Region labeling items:
+-------+

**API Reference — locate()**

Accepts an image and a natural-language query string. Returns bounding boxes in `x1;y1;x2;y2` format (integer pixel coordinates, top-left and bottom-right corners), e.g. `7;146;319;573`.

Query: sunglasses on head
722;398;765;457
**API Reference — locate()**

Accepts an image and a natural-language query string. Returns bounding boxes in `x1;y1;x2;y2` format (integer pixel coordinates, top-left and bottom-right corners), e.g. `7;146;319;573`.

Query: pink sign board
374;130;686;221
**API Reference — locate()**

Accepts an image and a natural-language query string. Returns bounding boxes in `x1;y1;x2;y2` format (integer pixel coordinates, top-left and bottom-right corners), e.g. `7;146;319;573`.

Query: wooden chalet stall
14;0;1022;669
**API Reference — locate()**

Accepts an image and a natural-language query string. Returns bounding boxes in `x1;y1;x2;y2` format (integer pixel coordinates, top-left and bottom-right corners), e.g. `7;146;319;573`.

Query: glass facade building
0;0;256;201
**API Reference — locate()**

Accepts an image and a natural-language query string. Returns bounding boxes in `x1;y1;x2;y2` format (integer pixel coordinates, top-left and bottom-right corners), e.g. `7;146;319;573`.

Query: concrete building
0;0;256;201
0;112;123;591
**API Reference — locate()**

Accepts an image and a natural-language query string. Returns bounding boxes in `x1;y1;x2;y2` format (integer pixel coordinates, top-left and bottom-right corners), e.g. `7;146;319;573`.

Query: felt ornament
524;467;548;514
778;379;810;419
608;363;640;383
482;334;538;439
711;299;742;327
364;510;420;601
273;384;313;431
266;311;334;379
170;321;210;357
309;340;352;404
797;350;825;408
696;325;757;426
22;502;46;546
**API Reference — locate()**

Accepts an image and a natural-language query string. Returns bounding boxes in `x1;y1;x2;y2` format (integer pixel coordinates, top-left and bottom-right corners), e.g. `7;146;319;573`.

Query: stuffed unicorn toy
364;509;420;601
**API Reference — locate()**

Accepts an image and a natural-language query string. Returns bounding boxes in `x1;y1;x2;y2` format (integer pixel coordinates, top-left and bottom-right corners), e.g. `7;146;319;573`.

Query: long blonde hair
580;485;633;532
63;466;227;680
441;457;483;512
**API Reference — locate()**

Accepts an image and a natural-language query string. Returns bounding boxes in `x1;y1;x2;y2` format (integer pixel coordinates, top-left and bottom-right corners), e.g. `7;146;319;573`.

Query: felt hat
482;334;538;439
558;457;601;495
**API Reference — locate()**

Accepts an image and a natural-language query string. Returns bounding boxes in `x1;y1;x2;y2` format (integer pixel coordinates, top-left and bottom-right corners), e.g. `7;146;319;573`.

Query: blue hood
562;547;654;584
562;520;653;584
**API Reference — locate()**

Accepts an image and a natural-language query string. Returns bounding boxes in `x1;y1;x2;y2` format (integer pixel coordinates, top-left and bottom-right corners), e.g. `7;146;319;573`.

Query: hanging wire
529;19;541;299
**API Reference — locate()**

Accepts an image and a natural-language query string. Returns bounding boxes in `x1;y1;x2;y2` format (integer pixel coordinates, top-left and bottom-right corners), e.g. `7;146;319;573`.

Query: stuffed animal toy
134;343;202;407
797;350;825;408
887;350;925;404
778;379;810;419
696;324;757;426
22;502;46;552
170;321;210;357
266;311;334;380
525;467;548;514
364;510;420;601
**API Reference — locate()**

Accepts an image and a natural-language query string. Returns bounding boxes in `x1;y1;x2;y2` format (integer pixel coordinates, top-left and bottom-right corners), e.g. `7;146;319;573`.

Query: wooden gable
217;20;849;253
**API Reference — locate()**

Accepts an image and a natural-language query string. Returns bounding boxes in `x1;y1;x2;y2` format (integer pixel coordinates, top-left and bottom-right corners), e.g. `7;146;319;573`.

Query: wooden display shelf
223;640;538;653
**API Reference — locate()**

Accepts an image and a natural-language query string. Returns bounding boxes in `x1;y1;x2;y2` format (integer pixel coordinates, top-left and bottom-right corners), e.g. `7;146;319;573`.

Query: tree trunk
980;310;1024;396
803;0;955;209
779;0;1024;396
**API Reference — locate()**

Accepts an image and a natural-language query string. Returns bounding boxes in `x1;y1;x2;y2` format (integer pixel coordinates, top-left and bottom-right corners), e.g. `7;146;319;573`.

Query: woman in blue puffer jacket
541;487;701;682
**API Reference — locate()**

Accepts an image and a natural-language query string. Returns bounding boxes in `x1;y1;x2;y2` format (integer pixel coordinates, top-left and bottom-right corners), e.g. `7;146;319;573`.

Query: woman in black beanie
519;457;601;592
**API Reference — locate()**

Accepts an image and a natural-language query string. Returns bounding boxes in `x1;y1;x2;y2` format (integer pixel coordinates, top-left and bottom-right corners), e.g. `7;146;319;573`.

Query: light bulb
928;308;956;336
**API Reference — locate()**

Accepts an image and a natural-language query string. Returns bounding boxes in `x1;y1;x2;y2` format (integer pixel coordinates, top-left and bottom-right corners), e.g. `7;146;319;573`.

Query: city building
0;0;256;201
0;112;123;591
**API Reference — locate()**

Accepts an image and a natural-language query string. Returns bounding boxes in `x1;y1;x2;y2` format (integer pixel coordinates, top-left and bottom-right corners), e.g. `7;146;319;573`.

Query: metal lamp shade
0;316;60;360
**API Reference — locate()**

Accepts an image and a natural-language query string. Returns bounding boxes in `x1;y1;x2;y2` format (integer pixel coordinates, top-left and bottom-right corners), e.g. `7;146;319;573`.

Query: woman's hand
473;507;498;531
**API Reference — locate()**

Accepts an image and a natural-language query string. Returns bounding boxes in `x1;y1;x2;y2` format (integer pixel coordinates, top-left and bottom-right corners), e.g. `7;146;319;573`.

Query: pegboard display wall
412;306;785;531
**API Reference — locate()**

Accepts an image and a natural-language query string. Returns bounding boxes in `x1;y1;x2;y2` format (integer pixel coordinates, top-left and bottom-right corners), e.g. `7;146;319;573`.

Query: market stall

+-------+

▶ Short exercise: Could you write out the items again, from the start of the items up to and including the line with "722;398;765;457", keeping the requests, but with every bounding-box coordinate in the answers multiplied by 0.75 and rounded to the nearest whole number, halves rounded up?

▶ Response:
**API Reference — locate()**

Accepts an image and a natural-language query string. Returns bounding boxes in `x1;y1;x2;y2` format (integer pixel coordinates, top-left and bottom-right corners), e.g. `7;146;319;573`.

Query: sunglasses on head
542;299;574;343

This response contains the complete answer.